(Work instructions):
a) In the thread on slow join queries, roughly how many entity rows does the poster say match?
b) Reproduce everything in the thread on slow join queries from "Output: entity_tag.tag_id, entity_tag.entity_id" down to "(entity.id = entity_tag.entity_id)".
c) Carry on the thread on slow join queries, starting right after its last line.

(Page extract):
--- BEGIN ---

Thread: [External] Join queries slow with predicate, limit, and ordering

[External] Join queries slow with predicate, limit, and ordering

From
Aufar Gilbran
Date:
Hello,

I'm trying to figure out how to optimise 3-table (many-to-many relation) joins
with predicate, limit, and ordering, where one of the tables returns at most one
row.

This is the query that I have right now:

SELECT entity.id
FROM (
    SELECT entity_tag.entity_id
    FROM tag
    JOIN entity_tag ON tag.id = entity_tag.tag_id
    WHERE tag.key = 'status'
      AND tag.value = 'SUCCEEDED'
) matched
JOIN entity ON matched.entity_id = entity.id
WHERE entity.type = 'execution'
ORDER BY entity.id DESC
LIMIT 10;

It runs very slowly when there are many rows matched on entity table
which, in my
case, there are about 90K rows, even though at most there is only one
row returned
by tag.

Limit  (cost=723.39..723.40 rows=1 width=4) (actual
time=6189.015..6189.242 rows=10 loops=1)
  Output: entity.id
  Buffers: shared hit=411886 read=31282
  ->  Sort  (cost=723.39..723.40 rows=1 width=4) (actual
time=6188.999..6189.059 rows=10 loops=1)
        Output: entity.id
        Sort Key: entity.id DESC
        Sort Method: top-N heapsort  Memory: 25kB
        Buffers: shared hit=411886 read=31282
        ->  Nested Loop  (cost=1.28..723.38 rows=1 width=4) (actual
time=0.153..5590.717 rows=89222 loops=1)
              Output: entity.id
              Buffers: shared hit=411886 read=31282
              ->  Nested Loop  (cost=0.86..721.98 rows=3 width=8)
(actual time=0.108..1851.707 rows=89222 loops=1)
                    Output: entity_tag.entity_id
                    Buffers: shared hit=65146 read=20646
                    ->  Index Scan using tag_key_value_key on
public.tag  (cost=0.43..8.45 rows=1 width=4) (actual time=0.043..0.061
rows=1 loops=1)
                          Output: tag.id, tag.key, tag.value, tag.created_at
                          Index Cond: (((tag.key)::text =
'status'::text) AND ((tag.value)::text = 'SUCCEEDED'::text))
                          Buffers: shared hit=1 read=3
                    ->  Index Only Scan using
entity_tag_tag_id_entity_id_idx on public.entity_tag
(cost=0.43..711.53 rows=201 width=16) (actual time=0.035..756.829
rows=89222 loops=1)
                          Output: entity_tag.tag_id, entity_tag.entity_id
                          Index Cond: (entity_tag.tag_id = tag.id)
                          Heap Fetches: 89222
                          Buffers: shared hit=65145 read=20643
              ->  Index Scan using entity_pkey on public.entity
(cost=0.42..0.46 rows=1 width=4) (actual time=0.010..0.017 rows=1
loops=89222)
                    Output: entity.id, entity.entity_id, entity.type,
entity.created_at
                    Index Cond: (entity.id = entity_tag.entity_id)

--- END ---

(Excerpted records):
--- BEGIN ---

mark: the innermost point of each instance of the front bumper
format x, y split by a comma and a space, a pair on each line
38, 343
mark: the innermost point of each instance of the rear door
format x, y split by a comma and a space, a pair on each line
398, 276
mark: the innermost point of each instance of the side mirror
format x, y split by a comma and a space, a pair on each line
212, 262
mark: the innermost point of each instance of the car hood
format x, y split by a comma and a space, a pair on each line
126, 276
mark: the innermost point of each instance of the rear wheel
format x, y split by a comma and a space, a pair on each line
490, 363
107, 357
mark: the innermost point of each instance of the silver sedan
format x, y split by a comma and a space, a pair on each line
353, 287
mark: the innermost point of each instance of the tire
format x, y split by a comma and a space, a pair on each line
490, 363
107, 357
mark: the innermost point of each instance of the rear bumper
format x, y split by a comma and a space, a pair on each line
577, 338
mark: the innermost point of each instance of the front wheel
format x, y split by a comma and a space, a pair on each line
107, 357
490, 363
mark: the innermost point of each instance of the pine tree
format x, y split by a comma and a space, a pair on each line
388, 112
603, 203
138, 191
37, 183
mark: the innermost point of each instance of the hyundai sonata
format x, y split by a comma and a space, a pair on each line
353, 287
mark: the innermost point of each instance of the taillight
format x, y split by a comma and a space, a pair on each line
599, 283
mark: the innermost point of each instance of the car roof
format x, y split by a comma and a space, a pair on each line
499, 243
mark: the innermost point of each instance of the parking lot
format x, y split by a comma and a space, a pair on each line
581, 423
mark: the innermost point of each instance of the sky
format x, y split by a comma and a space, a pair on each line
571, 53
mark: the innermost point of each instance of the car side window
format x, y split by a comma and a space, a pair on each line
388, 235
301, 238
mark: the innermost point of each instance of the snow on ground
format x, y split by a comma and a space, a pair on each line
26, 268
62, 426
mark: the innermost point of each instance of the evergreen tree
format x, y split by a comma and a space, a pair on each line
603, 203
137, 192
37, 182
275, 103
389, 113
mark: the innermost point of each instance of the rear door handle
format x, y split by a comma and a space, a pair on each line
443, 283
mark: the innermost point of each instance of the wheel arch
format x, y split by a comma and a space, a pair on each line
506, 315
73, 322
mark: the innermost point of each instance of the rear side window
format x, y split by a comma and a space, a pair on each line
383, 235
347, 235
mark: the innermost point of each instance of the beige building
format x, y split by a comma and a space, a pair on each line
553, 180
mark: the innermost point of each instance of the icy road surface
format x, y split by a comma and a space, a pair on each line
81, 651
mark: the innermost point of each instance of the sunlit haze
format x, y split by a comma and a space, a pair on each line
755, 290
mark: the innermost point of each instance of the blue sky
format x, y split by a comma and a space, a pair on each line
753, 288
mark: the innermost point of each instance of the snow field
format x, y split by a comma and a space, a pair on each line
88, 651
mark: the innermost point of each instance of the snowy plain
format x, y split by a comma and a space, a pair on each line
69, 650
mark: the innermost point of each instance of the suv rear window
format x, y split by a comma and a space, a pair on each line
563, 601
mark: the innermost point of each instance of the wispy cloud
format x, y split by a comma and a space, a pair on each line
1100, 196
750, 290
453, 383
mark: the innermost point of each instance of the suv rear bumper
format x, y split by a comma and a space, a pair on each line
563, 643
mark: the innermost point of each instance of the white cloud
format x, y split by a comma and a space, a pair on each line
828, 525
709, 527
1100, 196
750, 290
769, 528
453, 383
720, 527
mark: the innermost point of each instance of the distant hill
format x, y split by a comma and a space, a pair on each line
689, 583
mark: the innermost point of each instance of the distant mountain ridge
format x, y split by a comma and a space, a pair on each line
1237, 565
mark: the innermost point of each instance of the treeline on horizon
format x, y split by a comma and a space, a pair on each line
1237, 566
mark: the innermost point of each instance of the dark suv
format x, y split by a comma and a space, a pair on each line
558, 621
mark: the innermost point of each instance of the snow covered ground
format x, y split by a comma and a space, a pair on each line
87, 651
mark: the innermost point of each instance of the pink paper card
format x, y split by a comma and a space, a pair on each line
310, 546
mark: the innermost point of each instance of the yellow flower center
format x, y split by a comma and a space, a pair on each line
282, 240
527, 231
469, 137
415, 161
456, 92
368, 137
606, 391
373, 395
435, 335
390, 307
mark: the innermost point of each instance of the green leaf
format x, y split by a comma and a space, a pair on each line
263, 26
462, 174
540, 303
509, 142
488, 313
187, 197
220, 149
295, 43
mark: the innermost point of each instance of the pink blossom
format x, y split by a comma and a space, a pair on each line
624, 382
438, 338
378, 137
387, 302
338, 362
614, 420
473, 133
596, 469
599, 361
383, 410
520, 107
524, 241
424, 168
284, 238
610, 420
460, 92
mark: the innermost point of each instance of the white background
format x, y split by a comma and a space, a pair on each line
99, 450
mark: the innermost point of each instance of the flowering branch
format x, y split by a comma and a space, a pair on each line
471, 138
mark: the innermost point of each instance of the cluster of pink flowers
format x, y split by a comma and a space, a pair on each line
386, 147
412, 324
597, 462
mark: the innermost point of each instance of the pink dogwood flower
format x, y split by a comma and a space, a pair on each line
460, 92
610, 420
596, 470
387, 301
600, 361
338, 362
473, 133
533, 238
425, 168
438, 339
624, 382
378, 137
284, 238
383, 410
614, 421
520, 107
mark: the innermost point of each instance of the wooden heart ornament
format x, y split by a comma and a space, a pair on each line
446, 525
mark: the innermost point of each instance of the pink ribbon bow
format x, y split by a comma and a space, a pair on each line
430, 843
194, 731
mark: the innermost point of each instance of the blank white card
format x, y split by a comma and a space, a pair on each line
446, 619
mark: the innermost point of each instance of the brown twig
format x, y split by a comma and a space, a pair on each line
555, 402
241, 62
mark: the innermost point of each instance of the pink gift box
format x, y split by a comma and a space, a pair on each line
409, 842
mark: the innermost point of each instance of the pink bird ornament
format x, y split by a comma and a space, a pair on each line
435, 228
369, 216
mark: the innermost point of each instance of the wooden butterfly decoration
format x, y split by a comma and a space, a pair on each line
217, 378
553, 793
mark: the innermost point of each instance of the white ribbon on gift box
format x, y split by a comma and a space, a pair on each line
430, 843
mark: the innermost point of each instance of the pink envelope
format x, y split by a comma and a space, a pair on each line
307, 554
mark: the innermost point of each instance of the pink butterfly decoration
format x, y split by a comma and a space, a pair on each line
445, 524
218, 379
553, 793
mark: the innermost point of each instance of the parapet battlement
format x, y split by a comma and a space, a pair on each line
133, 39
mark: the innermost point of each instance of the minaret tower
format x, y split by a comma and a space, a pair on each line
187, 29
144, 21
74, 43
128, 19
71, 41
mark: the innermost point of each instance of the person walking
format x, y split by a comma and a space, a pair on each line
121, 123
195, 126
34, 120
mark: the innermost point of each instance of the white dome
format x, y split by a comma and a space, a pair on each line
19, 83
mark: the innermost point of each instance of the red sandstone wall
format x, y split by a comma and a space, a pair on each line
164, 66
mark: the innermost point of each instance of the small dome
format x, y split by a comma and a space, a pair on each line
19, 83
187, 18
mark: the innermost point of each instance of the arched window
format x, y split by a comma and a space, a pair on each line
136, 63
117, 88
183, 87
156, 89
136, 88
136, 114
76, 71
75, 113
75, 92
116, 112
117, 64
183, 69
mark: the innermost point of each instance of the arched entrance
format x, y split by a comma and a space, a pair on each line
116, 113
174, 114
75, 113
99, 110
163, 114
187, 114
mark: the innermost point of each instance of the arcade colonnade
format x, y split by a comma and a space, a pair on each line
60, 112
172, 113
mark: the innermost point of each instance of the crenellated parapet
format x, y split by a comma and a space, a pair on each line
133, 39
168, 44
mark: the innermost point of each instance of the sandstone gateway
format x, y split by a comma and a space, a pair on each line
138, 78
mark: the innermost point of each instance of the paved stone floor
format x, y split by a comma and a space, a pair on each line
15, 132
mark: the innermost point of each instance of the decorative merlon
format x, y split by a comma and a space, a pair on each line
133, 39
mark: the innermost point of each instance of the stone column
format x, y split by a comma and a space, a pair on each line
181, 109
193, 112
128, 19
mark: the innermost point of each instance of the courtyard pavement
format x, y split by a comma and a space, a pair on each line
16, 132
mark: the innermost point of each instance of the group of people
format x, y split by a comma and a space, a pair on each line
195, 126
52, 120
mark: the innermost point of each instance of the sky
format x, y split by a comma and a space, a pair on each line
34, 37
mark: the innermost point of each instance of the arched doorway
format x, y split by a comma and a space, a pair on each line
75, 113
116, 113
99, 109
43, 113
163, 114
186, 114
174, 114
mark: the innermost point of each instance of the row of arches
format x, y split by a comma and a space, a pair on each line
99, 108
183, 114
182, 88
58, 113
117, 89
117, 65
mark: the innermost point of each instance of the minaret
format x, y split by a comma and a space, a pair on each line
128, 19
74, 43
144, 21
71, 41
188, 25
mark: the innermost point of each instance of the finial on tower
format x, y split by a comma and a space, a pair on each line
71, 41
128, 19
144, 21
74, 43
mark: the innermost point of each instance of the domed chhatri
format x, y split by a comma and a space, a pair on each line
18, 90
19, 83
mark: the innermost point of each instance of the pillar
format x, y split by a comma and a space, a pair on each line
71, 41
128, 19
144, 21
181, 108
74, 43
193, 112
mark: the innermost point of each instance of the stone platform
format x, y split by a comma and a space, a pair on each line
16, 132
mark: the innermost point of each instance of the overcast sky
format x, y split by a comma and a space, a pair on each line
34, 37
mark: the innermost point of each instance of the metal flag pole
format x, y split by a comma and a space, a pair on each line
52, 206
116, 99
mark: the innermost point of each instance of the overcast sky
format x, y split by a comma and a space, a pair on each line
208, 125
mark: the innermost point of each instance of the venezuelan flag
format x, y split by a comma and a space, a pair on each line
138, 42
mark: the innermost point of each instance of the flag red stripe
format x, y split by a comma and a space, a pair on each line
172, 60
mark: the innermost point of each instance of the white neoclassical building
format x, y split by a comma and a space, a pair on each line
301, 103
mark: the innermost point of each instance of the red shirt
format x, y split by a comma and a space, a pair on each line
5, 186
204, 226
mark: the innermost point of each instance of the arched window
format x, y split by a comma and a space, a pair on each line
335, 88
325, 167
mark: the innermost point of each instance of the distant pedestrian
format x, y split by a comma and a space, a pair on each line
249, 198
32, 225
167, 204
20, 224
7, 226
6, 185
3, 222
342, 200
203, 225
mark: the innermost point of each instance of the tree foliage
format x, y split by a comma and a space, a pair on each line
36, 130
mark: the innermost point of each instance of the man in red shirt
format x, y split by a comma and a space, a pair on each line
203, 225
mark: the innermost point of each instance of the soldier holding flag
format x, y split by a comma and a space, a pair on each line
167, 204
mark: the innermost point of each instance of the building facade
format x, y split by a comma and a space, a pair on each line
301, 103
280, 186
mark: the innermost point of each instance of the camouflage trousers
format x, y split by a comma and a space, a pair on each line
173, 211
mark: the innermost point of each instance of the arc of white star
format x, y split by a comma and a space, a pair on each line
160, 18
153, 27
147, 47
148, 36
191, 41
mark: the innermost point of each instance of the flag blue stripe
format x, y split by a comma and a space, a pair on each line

--- END ---

(Responses for each task):
a) About 90K.

b)
Output: entity_tag.tag_id, entity_tag.entity_id
                          Index Cond: (entity_tag.tag_id = tag.id)
                          Heap Fetches: 89222
                          Buffers: shared hit=65145 read=20643
              ->  Index Scan using entity_pkey on public.entity
(cost=0.42..0.46 rows=1 width=4) (actual time=0.010..0.017 rows=1
loops=89222)
                    Output: entity.id, entity.entity_id, entity.type,
entity.created_at
                    Index Cond: (entity.id = entity_tag.entity_id)

c)
                    Filter: ((entity.type)::text = 'execution'::text)
                    Buffers: shared hit=346740 read=10636
Planning time: 0.817 ms
Execution time: 6189.419 ms

Both tag_key_value_key and entity_tag_tag_id_entity_id_idx is a UNIQUE
constraint on tag(key,value) and entity_tag(tag_id, entity_id) respectively.

It seems to me that PostgreSQL runs the nested loop against all of the 90K
records because it wants to sort the result before limiting the result. It
doesn't take into account of the UNIQUE constraint imposed on the table and
thinks that the join being done inside the subquery will change the ordering of
entity_id returned by the subquery, thus prompting the sort.

I believe with how the index sorted, it should be able to just scan the index
backwards because at most only one tag_id will be returned. When I tried
changing the predicate here to filter by ID with the following query:

-- This runs very fast
SELECT entity.id
FROM (
    SELECT entity_tag.entity_id
    FROM tag
    JOIN entity_tag ON tag.id = entity_tag.tag_id
    WHERE tag.id = 24
) matched
JOIN entity ON matched.entity_id = entity.id
WHERE entity.type = 'execution'
ORDER BY entity.id DESC
LIMIT 10;

and it's blazing fast. This time PostgreSQL seems to know that the join inside
the subqery won't change the ordering of entity_id returned by the subquery, as
seen in the following query explanation:

Limit  (cost=1.28..1025.56 rows=10 width=4) (actual time=0.144..0.276
rows=1 loops=1)
  Output: entity.id
  Buffers: shared hit=12
  ->  Nested Loop  (cost=1.28..1537.70 rows=15 width=4) (actual
time=0.125..0.238 rows=1 loops=1)
        Output: entity.id
        Buffers: shared hit=12
        ->  Nested Loop  (cost=0.86..1529.06 rows=15 width=12) (actual
time=0.057..0.116 rows=1 loops=1)
              Output: entity_tag.tag_id, entity.id
              Buffers: shared hit=8
              ->  Index Only Scan Backward using
entity_tag_tag_id_entity_id_idx on public.entity_tag
(cost=0.43..454.82 rows=128 width=16) (actual time=0.018..0.038 rows=1
loops=1)
                    Output: entity_tag.tag_id, entity_tag.entity_id
                    Index Cond: (entity_tag.tag_id = 24)
                    Heap Fetches: 1
                    Buffers: shared hit=4
              ->  Index Scan using entity_pkey on public.entity
(cost=0.42..8.38 rows=1 width=4) (actual time=0.011..0.030 rows=1
loops=1)
                    Output: entity.id, entity.entity_id, entity.type,
entity.created_at
                    Index Cond: (entity.id = entity_tag.entity_id)
                    Filter: ((entity.type)::text = 'execution'::text)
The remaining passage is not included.